About this task:
Retype the data below without altering anything.

Extracted records

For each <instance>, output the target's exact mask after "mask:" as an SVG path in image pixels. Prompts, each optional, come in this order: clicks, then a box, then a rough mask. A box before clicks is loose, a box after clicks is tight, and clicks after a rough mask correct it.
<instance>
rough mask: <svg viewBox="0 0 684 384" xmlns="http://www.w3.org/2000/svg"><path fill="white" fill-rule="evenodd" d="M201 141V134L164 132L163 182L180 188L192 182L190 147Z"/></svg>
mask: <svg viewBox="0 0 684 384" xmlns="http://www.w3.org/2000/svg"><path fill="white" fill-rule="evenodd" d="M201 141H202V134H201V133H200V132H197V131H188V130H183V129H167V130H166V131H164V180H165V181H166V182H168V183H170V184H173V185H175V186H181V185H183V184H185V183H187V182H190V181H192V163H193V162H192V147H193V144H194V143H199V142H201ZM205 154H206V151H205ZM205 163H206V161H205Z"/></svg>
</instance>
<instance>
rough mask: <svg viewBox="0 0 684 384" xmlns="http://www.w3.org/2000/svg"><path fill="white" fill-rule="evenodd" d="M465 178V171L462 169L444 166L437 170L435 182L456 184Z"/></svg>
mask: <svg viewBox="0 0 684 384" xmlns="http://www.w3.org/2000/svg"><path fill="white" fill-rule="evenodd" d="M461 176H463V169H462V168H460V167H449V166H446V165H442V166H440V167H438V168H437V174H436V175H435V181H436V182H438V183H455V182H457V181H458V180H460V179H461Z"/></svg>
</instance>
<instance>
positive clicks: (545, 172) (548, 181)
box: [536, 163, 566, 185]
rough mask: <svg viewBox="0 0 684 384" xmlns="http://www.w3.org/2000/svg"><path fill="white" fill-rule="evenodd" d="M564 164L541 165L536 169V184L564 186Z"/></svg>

Task response:
For each <instance>, output the target's exact mask after "mask:" as an SVG path in image pixels. Prompts, each optional, come in this order: clicks, then a box, then a rough mask. A box before clicks is loose, a box after clicks is tight, and clicks after a rough mask correct it.
<instance>
rough mask: <svg viewBox="0 0 684 384" xmlns="http://www.w3.org/2000/svg"><path fill="white" fill-rule="evenodd" d="M201 141V134L164 132L163 182L180 188L192 182L190 147Z"/></svg>
mask: <svg viewBox="0 0 684 384" xmlns="http://www.w3.org/2000/svg"><path fill="white" fill-rule="evenodd" d="M201 141H202V134H201V133H200V132H197V131H188V130H183V129H167V130H166V131H164V180H165V181H166V182H168V183H170V184H173V185H175V186H181V185H183V184H185V183H187V182H190V181H192V163H193V162H192V147H193V144H194V143H199V142H201ZM205 154H206V151H205ZM205 163H206V161H205Z"/></svg>
</instance>
<instance>
rough mask: <svg viewBox="0 0 684 384" xmlns="http://www.w3.org/2000/svg"><path fill="white" fill-rule="evenodd" d="M465 178V171L462 169L444 166L437 170L435 182L456 184Z"/></svg>
mask: <svg viewBox="0 0 684 384" xmlns="http://www.w3.org/2000/svg"><path fill="white" fill-rule="evenodd" d="M461 176H463V169H462V168H460V167H449V166H446V165H442V166H440V167H438V168H437V174H436V175H435V181H436V182H438V183H455V182H457V181H458V180H460V179H461Z"/></svg>
</instance>
<instance>
positive clicks: (545, 172) (548, 181)
box: [536, 163, 566, 185]
rough mask: <svg viewBox="0 0 684 384" xmlns="http://www.w3.org/2000/svg"><path fill="white" fill-rule="evenodd" d="M564 164L541 165L536 169V184L564 186Z"/></svg>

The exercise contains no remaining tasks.